● **WHAT YOU WILL DO**: Reproduce every line of the records below word for word, leaving out the pictures.

● **DATASET EXCERPTS**:
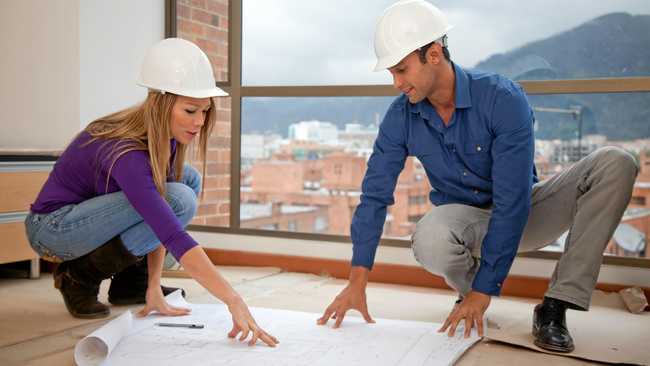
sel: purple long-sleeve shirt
[31,131,198,259]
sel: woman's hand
[137,286,191,317]
[227,296,280,347]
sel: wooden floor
[0,267,612,366]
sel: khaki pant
[412,147,638,310]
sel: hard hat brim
[137,82,228,98]
[373,24,454,72]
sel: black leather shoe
[533,297,575,353]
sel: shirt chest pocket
[463,138,492,179]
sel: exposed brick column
[176,0,230,226]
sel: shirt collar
[451,62,472,109]
[414,62,472,119]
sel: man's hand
[438,291,490,338]
[317,267,375,328]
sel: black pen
[156,323,203,329]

● **SOLVED EXERCISE**:
sel: purple long-sleeve shirt
[31,131,198,259]
sel: woman's hand
[137,286,191,317]
[227,296,280,347]
sel: wooden floor
[0,267,612,366]
sel: khaki pant
[412,147,638,310]
sel: hard hat brim
[137,82,228,98]
[373,24,454,72]
sel: black leather shoe
[533,297,575,353]
sel: shirt chest pocket
[463,138,492,179]
sel: exposed brick column
[176,0,230,226]
sel: shirt collar
[451,62,472,109]
[414,62,472,119]
sel: man's hand
[438,291,490,338]
[317,267,375,328]
sel: black pen
[156,323,203,329]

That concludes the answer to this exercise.